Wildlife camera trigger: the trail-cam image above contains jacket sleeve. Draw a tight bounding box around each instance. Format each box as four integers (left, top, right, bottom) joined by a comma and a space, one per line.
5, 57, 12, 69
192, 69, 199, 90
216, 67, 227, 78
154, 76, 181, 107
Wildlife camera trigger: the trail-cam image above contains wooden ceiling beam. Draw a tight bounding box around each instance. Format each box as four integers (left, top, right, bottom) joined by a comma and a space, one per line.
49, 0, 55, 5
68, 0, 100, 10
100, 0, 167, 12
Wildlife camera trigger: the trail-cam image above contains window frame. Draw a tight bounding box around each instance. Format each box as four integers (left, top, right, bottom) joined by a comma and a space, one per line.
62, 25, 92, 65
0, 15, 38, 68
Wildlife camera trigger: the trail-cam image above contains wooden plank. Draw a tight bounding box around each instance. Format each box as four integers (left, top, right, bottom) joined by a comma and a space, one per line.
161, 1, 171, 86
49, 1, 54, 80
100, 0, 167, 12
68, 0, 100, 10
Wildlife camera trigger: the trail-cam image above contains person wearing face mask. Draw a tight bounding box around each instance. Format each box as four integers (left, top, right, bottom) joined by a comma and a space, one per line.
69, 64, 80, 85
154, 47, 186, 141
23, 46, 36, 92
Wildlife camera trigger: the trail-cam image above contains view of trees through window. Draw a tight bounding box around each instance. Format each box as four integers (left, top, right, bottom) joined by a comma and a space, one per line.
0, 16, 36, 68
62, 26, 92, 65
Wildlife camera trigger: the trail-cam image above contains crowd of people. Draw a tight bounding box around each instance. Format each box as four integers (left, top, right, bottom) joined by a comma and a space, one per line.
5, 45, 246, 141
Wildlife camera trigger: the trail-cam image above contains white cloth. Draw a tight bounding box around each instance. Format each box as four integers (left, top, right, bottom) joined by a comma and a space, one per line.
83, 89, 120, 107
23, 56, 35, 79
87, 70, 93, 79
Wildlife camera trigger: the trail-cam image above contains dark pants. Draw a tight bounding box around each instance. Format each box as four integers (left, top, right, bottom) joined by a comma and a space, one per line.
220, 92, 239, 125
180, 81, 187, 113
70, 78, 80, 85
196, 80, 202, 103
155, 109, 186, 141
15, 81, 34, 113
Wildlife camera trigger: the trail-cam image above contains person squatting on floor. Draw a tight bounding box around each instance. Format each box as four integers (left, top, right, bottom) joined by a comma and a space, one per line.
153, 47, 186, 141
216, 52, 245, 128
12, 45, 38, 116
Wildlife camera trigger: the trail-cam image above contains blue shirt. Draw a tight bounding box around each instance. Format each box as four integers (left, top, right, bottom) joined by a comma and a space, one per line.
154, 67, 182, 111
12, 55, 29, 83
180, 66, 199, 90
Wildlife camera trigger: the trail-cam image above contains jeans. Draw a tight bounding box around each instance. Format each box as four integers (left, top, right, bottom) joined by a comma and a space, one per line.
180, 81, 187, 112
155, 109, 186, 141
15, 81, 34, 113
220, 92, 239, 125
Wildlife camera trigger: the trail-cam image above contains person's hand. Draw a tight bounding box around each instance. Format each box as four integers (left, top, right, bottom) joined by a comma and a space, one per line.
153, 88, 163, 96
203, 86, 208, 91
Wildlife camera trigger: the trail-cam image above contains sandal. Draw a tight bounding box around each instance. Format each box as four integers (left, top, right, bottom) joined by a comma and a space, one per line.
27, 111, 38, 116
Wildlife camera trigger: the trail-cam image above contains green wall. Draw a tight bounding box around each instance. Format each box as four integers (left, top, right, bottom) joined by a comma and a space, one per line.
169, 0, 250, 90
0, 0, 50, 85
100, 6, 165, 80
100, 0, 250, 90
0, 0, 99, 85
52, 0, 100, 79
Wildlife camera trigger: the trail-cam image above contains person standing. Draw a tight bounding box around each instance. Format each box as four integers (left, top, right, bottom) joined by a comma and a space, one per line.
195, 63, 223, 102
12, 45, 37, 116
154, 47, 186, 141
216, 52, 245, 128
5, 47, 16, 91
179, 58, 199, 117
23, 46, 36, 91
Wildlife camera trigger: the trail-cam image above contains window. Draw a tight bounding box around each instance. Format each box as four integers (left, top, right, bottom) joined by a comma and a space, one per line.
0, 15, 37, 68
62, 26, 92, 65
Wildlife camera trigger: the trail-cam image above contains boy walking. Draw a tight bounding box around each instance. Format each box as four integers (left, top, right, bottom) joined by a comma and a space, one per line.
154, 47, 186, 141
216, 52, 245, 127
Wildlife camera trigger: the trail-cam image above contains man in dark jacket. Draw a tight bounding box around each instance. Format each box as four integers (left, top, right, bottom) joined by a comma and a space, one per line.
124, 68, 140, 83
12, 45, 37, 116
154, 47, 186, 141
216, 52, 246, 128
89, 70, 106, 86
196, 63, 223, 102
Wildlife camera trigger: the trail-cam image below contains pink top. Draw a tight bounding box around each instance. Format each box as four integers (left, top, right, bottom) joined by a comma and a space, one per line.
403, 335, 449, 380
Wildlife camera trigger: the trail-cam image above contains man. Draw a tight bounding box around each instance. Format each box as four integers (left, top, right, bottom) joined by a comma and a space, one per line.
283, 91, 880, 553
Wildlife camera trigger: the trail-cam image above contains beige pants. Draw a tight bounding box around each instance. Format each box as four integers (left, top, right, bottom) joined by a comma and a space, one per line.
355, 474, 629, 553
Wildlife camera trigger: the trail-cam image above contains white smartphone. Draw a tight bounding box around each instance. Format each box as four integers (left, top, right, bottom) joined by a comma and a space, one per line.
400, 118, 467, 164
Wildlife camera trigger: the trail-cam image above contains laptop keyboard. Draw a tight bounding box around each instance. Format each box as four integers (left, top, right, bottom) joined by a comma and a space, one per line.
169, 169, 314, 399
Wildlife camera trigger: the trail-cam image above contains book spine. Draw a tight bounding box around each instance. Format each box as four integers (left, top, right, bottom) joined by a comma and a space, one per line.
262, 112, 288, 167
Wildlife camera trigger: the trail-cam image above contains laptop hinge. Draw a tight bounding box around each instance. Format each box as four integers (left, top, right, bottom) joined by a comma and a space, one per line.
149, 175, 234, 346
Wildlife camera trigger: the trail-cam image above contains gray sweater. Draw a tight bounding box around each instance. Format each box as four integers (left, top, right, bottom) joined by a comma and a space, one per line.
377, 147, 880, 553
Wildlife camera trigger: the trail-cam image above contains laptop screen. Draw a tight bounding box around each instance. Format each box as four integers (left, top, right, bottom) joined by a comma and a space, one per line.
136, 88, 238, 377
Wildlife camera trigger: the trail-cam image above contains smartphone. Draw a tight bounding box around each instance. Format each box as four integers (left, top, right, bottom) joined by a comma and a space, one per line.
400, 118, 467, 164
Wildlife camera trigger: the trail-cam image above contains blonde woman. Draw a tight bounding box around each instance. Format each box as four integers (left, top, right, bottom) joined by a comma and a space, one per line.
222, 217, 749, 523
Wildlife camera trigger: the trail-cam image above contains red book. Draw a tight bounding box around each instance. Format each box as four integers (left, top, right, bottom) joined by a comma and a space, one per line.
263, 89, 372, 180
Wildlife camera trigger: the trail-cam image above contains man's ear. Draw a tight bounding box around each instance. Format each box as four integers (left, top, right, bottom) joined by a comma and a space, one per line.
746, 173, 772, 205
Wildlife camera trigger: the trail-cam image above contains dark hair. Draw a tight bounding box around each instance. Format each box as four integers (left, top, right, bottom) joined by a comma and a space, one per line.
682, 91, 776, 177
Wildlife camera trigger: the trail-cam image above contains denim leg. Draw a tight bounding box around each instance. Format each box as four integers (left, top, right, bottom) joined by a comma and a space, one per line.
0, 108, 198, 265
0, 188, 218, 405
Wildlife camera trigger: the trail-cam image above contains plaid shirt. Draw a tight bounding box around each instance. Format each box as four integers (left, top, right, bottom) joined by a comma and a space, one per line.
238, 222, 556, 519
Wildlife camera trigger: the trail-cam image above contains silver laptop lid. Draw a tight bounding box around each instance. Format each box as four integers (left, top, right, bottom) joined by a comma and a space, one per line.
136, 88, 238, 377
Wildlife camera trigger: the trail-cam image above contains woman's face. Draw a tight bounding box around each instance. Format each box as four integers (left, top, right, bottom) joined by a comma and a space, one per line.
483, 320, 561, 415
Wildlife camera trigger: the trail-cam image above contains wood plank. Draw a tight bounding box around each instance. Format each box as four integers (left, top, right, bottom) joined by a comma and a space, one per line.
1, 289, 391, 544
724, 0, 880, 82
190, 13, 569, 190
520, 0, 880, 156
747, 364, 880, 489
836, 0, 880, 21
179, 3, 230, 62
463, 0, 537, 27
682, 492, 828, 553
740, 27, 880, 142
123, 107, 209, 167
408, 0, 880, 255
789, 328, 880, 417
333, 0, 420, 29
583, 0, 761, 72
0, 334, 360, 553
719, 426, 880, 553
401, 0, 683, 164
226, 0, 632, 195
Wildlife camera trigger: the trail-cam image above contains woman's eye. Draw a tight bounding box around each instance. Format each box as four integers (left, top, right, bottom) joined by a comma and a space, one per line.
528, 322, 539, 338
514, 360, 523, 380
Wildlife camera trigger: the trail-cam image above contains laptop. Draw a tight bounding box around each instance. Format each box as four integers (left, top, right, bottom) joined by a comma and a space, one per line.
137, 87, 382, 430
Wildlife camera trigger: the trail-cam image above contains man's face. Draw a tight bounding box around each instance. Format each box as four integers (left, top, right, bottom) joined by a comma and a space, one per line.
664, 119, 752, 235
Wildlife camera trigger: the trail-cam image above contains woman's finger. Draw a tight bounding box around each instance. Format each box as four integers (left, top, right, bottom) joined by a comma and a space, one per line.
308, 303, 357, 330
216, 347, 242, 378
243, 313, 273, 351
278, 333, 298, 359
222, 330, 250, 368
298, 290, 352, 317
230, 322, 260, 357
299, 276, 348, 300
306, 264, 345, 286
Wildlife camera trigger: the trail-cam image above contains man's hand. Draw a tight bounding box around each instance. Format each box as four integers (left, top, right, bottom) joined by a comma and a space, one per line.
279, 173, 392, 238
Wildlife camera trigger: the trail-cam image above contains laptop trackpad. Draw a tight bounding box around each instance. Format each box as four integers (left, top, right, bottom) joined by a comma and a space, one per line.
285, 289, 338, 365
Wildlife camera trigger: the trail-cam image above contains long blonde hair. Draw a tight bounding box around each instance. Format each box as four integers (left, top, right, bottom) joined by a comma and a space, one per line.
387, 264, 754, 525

******

- **What this task involves**
Set down the line that contains "contains laptop trackpad." exactly. Do the same for each later line of the data, through the end, and add nothing.

- **Exercise solution**
Wildlife camera trigger: the trail-cam image above contains laptop trackpad. Draw a tight bounding box around each instance. Format each box as four integers (left, top, right, bottom) joined by a comma and a space, one per line.
285, 289, 338, 365
Wildlife camera trigger: the trail-cam image above contains long blonde hair. Draw a tight bounding box around each instance. Format each box as four integers (left, top, right, bottom) joined by a comma and a space, one per line.
387, 264, 754, 525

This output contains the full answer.